:: Your objective ::
Lines to return, exactly: from the line with "positive clicks: (165, 283)" to the line with "positive clicks: (342, 161)" in the entries below, both included.

Dataset entries:
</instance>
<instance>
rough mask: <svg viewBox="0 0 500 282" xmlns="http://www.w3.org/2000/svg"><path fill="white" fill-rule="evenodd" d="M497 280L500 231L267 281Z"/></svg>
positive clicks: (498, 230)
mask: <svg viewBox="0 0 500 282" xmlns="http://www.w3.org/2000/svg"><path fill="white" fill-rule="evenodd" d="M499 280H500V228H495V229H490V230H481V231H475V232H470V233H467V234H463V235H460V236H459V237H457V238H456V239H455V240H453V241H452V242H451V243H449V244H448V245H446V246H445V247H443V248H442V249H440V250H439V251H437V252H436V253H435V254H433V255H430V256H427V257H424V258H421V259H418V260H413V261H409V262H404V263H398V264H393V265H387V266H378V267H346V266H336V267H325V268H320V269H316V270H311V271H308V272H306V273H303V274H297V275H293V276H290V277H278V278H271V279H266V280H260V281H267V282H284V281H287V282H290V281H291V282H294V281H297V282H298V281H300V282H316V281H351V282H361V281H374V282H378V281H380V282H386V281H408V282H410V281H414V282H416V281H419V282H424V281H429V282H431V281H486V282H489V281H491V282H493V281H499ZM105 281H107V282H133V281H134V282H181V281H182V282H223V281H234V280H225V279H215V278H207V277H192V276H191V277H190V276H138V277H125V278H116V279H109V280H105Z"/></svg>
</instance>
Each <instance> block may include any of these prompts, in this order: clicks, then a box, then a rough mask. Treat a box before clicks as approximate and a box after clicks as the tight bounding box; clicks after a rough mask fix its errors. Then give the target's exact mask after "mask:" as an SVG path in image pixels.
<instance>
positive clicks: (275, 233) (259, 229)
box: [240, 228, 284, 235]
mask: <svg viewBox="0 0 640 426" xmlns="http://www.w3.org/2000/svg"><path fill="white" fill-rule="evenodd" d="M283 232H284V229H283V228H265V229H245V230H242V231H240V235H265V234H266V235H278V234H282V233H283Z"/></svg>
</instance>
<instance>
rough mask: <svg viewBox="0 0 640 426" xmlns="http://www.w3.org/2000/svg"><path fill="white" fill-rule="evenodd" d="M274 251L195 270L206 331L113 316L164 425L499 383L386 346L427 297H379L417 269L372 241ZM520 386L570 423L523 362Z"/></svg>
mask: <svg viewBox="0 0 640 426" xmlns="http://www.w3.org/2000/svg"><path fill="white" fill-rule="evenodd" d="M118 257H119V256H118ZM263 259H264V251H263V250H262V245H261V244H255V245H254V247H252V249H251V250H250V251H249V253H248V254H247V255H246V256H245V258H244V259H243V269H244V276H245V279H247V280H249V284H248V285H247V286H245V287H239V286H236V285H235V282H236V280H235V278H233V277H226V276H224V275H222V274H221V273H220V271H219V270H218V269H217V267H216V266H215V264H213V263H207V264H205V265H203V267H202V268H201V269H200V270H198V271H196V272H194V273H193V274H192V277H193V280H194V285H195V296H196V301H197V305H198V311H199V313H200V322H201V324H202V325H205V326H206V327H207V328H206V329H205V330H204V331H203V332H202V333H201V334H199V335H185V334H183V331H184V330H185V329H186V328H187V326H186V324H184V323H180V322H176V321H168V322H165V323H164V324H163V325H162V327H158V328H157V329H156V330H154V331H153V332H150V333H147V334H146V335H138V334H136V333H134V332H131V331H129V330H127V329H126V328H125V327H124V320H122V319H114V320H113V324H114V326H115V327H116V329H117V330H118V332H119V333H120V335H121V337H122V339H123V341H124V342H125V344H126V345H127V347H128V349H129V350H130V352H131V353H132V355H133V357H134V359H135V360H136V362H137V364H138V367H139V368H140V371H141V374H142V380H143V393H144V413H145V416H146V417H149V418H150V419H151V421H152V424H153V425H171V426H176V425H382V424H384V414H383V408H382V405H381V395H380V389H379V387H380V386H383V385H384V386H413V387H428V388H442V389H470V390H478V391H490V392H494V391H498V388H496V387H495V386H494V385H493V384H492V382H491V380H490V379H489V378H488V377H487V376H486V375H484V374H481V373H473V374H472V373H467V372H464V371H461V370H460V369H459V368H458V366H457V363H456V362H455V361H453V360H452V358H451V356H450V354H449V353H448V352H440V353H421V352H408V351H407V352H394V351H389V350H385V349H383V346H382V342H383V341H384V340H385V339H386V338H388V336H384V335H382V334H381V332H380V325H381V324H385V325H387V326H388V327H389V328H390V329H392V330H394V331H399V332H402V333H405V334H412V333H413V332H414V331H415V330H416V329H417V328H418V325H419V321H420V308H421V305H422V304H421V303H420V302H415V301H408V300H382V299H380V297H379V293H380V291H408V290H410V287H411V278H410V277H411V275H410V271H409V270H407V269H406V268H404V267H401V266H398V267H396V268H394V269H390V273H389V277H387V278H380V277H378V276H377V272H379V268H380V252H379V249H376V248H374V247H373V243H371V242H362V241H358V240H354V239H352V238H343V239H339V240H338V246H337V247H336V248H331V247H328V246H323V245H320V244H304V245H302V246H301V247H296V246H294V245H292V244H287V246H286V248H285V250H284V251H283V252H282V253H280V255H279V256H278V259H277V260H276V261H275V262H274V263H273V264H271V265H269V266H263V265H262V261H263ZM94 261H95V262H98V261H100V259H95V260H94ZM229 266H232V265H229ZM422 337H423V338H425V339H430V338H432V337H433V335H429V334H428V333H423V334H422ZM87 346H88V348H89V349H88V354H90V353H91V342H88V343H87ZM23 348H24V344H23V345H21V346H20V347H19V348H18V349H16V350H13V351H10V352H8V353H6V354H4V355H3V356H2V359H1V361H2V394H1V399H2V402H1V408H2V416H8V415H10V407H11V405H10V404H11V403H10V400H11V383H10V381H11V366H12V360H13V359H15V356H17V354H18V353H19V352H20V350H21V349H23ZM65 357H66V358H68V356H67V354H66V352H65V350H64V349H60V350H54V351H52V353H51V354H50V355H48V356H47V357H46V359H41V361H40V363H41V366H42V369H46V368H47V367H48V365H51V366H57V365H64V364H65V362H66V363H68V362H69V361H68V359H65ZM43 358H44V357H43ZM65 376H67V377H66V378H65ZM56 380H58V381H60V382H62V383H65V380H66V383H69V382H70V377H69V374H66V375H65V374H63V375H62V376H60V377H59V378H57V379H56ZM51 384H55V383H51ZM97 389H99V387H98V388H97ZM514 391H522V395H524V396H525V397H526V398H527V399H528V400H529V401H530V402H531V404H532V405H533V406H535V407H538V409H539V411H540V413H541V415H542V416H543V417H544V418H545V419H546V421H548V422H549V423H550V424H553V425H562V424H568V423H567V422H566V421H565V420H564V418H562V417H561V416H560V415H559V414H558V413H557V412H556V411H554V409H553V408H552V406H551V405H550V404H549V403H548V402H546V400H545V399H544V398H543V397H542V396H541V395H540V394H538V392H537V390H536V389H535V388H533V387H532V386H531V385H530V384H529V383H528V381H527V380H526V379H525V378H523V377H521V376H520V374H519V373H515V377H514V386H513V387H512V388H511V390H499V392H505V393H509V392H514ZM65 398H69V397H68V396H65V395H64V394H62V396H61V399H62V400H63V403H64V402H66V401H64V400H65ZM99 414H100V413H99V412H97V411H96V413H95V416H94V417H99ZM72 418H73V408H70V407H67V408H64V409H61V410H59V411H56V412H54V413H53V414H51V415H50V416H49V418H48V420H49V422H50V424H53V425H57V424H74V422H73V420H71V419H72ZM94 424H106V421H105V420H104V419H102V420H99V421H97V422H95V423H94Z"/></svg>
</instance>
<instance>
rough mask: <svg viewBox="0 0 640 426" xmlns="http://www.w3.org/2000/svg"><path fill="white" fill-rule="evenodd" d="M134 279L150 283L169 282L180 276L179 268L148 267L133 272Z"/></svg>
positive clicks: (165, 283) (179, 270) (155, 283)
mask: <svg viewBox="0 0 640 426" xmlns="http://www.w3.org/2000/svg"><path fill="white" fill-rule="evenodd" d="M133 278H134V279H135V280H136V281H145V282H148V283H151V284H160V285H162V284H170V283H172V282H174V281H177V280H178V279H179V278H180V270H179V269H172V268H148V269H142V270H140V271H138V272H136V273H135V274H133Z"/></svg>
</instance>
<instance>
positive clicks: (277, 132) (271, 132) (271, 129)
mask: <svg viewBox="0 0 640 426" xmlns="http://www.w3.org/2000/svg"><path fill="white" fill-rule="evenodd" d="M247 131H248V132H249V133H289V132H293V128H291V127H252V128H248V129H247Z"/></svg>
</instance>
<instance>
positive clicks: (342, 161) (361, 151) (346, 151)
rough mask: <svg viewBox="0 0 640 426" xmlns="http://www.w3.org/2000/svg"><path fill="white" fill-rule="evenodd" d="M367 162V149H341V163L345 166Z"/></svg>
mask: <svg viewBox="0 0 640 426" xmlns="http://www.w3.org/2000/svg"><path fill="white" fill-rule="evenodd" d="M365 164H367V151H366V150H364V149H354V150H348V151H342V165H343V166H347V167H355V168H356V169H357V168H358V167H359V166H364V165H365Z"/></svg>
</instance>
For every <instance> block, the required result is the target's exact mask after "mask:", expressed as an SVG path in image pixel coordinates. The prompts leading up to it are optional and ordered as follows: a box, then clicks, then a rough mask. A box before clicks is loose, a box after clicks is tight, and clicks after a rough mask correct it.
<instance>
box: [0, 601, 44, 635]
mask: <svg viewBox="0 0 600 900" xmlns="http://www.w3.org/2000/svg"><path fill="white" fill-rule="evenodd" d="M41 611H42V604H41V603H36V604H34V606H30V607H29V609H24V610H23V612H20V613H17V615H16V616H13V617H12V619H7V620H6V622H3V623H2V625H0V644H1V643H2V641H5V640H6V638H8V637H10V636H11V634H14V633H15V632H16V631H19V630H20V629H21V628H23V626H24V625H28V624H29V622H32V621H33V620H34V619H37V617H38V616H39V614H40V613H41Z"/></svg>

:: Exercise solution ::
positive clicks: (165, 283) (179, 270) (155, 283)
mask: <svg viewBox="0 0 640 426" xmlns="http://www.w3.org/2000/svg"><path fill="white" fill-rule="evenodd" d="M133 278H134V279H135V280H136V281H145V282H148V283H151V284H160V285H162V284H170V283H172V282H174V281H177V280H178V279H179V278H180V270H179V269H172V268H148V269H142V270H140V271H138V272H136V273H135V274H133Z"/></svg>
</instance>
<instance>
positive clicks: (277, 132) (271, 132) (271, 129)
mask: <svg viewBox="0 0 640 426" xmlns="http://www.w3.org/2000/svg"><path fill="white" fill-rule="evenodd" d="M247 131H248V132H249V133H289V132H293V128H291V127H252V128H248V129H247Z"/></svg>
</instance>
<instance>
positive clicks: (342, 161) (361, 151) (346, 151)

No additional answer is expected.